Natural-language object grounding data
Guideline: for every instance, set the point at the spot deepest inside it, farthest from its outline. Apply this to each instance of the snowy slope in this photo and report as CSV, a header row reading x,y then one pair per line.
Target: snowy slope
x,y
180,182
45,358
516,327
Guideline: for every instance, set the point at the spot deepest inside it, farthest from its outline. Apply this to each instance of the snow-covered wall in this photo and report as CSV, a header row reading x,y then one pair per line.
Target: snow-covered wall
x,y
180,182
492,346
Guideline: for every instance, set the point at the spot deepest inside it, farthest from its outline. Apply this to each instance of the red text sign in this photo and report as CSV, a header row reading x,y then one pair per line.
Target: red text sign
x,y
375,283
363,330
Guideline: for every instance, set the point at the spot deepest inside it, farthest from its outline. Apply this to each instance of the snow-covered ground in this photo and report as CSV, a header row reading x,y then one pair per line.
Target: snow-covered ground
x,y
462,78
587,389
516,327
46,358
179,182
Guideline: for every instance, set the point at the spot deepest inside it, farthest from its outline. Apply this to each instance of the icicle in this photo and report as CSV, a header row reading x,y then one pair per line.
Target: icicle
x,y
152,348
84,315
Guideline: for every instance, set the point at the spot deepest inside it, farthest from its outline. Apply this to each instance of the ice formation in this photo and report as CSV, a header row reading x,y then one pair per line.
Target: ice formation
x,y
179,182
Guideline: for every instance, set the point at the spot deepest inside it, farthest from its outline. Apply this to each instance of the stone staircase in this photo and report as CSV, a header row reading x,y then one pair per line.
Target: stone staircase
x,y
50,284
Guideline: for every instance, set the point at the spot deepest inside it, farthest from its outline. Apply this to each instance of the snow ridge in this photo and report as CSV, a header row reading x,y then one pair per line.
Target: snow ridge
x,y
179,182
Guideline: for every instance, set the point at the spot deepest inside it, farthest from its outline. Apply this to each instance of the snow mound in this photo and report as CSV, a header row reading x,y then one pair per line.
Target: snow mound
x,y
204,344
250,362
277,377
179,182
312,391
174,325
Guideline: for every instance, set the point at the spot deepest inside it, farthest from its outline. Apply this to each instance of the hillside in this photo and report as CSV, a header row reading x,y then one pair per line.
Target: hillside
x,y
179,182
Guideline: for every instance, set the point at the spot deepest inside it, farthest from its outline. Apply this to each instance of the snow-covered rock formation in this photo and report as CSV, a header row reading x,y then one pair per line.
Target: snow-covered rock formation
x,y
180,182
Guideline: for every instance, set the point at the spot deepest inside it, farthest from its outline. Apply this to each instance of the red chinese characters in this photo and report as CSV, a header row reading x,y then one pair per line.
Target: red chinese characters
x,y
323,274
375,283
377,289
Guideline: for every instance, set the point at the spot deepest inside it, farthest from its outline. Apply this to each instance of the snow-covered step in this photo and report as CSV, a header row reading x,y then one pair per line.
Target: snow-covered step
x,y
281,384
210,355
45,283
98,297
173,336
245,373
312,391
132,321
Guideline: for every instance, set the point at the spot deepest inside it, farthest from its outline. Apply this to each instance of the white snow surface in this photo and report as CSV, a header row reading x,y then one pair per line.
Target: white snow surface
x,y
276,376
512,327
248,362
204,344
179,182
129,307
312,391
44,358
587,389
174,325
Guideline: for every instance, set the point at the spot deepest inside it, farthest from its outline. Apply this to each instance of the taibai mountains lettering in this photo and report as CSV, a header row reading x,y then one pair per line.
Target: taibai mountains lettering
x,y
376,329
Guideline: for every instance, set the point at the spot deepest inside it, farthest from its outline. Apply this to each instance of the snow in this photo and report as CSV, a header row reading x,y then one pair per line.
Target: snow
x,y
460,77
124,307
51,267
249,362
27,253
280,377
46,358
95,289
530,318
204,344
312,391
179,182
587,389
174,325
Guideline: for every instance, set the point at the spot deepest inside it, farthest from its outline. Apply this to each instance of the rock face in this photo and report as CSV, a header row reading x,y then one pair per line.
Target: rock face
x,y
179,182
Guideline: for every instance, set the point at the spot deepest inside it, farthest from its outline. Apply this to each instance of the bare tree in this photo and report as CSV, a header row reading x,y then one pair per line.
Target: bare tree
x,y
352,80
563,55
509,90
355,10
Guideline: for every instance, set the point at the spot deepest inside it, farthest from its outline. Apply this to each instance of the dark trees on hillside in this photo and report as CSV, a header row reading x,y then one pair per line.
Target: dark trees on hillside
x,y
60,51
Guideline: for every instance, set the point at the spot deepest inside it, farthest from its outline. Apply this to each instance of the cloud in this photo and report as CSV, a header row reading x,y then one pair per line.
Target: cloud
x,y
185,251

--

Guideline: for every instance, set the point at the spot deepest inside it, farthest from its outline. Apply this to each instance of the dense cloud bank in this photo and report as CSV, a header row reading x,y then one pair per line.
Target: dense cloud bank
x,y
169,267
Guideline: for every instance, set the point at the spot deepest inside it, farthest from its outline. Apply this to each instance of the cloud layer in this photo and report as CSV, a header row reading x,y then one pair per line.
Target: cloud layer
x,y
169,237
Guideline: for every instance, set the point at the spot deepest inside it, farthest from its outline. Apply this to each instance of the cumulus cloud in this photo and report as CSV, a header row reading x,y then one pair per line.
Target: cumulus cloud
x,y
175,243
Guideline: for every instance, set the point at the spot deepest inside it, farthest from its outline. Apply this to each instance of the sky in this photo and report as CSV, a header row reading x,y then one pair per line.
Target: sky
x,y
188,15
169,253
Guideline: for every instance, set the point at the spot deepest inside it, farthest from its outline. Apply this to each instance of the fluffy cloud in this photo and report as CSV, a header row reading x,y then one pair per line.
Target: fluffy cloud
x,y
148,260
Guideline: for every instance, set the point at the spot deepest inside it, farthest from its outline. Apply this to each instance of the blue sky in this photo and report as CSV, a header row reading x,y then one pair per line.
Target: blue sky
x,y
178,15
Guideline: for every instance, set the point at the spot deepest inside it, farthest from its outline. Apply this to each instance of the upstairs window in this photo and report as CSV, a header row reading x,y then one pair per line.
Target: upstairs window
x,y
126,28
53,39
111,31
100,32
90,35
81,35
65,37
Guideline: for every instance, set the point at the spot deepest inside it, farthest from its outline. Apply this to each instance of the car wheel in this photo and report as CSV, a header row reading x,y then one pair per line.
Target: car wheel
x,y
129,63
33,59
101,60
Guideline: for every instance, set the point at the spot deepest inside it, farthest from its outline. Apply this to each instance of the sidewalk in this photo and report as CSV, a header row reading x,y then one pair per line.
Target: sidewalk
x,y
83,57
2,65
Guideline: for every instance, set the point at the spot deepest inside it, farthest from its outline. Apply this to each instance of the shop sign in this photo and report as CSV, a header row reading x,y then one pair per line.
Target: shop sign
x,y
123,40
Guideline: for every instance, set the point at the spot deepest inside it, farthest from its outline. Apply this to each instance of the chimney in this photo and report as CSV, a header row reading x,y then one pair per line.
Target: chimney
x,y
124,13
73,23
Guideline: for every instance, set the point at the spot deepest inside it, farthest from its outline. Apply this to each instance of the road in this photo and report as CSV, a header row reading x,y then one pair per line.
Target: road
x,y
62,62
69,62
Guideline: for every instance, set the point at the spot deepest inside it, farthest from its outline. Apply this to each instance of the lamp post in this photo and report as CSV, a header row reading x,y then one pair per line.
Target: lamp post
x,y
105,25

==

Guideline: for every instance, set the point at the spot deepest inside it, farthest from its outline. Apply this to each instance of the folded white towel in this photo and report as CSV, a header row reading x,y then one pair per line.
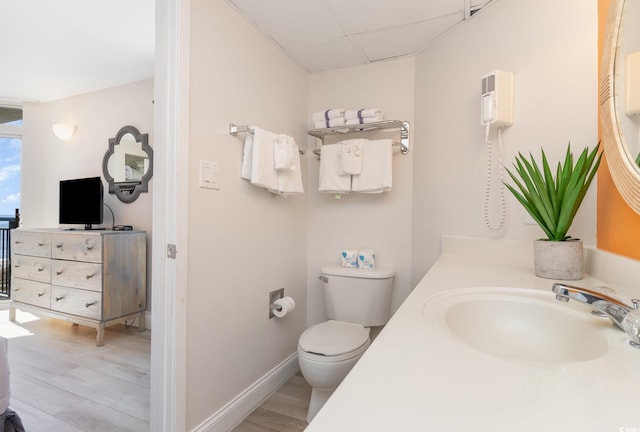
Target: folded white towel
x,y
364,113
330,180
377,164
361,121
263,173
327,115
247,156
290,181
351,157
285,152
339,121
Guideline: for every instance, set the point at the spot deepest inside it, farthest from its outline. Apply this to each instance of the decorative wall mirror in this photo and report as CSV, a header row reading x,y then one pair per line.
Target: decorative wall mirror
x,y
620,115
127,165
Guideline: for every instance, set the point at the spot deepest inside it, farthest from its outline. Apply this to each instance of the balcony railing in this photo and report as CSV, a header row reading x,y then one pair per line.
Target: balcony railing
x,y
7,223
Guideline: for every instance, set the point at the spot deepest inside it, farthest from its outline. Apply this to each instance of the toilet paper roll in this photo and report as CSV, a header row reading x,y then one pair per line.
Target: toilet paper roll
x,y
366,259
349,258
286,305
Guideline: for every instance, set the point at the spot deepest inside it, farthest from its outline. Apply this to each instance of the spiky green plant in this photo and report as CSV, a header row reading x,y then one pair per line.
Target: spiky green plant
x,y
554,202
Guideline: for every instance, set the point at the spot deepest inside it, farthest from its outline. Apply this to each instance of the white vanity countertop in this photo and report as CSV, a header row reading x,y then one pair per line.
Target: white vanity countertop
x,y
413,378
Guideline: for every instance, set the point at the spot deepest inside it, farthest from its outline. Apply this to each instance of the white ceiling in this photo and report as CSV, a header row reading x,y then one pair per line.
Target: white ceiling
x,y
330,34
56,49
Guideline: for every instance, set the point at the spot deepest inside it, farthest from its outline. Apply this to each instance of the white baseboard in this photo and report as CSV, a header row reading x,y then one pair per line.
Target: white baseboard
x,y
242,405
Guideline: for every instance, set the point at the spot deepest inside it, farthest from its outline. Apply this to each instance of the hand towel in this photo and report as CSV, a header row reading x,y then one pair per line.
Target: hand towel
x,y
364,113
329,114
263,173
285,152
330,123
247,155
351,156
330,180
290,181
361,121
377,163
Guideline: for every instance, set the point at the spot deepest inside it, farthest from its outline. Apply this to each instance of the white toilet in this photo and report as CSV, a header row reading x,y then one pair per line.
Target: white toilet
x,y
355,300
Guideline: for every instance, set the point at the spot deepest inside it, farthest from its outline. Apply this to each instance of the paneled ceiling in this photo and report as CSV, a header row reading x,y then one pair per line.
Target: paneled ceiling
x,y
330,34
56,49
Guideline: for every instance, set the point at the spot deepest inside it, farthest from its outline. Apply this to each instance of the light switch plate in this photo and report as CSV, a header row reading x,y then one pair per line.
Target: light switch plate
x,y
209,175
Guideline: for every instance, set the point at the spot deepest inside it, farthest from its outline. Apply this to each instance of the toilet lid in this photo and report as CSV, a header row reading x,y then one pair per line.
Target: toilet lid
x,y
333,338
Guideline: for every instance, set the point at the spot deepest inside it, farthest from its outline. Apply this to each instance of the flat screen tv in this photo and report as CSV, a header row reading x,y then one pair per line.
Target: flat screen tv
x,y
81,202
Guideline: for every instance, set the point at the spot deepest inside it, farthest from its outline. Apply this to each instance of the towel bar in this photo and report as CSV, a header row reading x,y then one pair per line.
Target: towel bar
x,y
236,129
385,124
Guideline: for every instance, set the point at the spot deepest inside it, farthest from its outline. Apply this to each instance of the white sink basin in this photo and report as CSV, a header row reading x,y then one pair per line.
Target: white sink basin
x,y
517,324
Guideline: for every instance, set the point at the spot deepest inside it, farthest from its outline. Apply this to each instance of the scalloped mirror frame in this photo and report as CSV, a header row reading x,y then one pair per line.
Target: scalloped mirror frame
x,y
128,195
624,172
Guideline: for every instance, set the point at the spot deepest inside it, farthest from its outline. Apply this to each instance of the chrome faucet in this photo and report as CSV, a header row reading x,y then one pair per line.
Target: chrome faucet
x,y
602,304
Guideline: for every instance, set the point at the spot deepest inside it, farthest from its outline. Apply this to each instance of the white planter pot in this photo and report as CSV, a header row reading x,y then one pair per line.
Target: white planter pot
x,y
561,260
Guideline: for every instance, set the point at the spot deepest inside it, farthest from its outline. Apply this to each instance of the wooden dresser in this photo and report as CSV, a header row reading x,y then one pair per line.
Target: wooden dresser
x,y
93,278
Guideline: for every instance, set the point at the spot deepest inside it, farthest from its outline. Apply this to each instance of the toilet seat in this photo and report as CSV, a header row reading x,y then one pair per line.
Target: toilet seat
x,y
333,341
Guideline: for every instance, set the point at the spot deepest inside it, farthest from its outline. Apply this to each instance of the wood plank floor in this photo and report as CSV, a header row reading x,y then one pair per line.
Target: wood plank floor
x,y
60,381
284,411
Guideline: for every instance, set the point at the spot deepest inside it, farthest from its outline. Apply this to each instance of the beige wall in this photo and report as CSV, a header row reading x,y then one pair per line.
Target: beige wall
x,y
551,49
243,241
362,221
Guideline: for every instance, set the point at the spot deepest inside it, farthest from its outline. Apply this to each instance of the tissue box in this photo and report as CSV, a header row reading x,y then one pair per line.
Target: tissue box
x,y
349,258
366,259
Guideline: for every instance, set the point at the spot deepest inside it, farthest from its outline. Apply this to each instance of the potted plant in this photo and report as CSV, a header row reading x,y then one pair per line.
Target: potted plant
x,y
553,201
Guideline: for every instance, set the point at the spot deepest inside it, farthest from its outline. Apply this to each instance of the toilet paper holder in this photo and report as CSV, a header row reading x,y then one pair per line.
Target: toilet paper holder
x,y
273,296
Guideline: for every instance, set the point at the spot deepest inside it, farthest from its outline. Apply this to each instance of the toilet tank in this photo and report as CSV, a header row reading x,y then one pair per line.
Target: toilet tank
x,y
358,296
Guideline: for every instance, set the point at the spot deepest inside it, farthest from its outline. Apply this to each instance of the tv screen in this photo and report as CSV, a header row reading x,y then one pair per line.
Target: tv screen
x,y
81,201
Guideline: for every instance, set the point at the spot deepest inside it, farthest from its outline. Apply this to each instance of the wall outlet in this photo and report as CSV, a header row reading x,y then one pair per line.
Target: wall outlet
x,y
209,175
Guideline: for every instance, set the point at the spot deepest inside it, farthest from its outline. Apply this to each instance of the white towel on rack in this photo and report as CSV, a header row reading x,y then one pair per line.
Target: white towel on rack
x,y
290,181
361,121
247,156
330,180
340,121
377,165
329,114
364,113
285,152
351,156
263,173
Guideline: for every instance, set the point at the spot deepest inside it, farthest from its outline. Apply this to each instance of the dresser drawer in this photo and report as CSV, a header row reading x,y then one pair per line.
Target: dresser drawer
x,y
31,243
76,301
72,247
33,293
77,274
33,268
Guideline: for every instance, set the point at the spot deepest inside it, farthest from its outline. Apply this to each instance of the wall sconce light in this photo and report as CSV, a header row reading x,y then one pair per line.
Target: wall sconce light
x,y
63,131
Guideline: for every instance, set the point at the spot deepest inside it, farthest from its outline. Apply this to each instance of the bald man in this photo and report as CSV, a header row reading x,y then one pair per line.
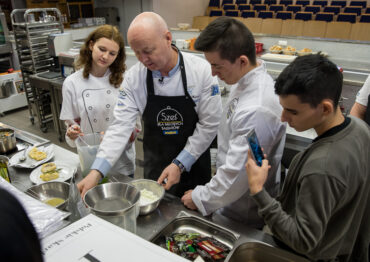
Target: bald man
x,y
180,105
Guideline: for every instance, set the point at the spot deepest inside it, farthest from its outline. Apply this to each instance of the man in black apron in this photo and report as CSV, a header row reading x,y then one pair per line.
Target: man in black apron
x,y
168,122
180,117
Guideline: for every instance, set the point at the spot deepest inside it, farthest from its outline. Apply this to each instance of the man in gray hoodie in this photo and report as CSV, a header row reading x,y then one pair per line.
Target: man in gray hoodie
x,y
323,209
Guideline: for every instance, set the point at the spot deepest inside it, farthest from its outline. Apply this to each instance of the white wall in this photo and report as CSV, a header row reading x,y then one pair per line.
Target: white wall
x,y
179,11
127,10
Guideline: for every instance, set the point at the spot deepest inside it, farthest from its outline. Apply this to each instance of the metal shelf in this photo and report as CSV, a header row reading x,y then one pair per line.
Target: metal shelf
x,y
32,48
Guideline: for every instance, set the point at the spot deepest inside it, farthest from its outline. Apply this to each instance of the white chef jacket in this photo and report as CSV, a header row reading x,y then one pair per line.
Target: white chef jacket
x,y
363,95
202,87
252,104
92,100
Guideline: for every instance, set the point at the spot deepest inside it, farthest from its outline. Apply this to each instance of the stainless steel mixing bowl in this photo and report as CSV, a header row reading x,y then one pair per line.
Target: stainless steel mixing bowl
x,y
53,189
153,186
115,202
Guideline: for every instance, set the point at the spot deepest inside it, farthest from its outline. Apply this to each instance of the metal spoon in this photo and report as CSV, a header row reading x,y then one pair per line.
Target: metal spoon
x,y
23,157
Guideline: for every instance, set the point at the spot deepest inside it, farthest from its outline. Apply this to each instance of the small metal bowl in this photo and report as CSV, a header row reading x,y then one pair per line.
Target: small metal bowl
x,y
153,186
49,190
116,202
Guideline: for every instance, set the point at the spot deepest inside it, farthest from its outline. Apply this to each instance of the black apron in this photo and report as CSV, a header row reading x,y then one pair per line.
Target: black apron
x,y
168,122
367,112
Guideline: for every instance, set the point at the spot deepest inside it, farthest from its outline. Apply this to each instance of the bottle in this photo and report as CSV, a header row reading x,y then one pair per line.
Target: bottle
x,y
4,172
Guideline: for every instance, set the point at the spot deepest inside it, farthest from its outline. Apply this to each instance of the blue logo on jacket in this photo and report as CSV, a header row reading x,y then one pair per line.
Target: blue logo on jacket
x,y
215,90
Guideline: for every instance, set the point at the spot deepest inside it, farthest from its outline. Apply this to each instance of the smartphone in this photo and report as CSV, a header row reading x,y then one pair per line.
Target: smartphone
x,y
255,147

**Task objective:** Above are the records; print exactly the lines from the line with "of the decorative" to the line with "of the spiky", including both, and nothing else.

**Expected answer:**
Guideline: for every instance, set the point at the spot deepest inside it, farthest from its outline. Apply this to each instance of the decorative wall mirror in this photo and report as CSV, a header row reading x,y then one pair per line.
Target: decorative wall mirror
x,y
620,115
127,165
Guideline: for every instance, set the point at the spot deepest inside it, farthest from its outline. Apply this to each instance of the balcony railing in this photo and report as CSV, a header row reading x,y then one pair per line.
Target: balcony railing
x,y
7,223
Guideline: for every instance, set the point at the spot deepest inside it, farthest from its outline. Apply this to each instance of the toilet paper roll in this photo and report as CSV, a header row reading x,y then one pair per line.
Target: toilet paper roll
x,y
366,259
349,258
286,305
Guideline: for every instance, set the point at the spot deepest inside it, farthest from its outline. Apply this to each instance of the spiky green plant in this photo and report as CSV, a header row reading x,y then one pair per line.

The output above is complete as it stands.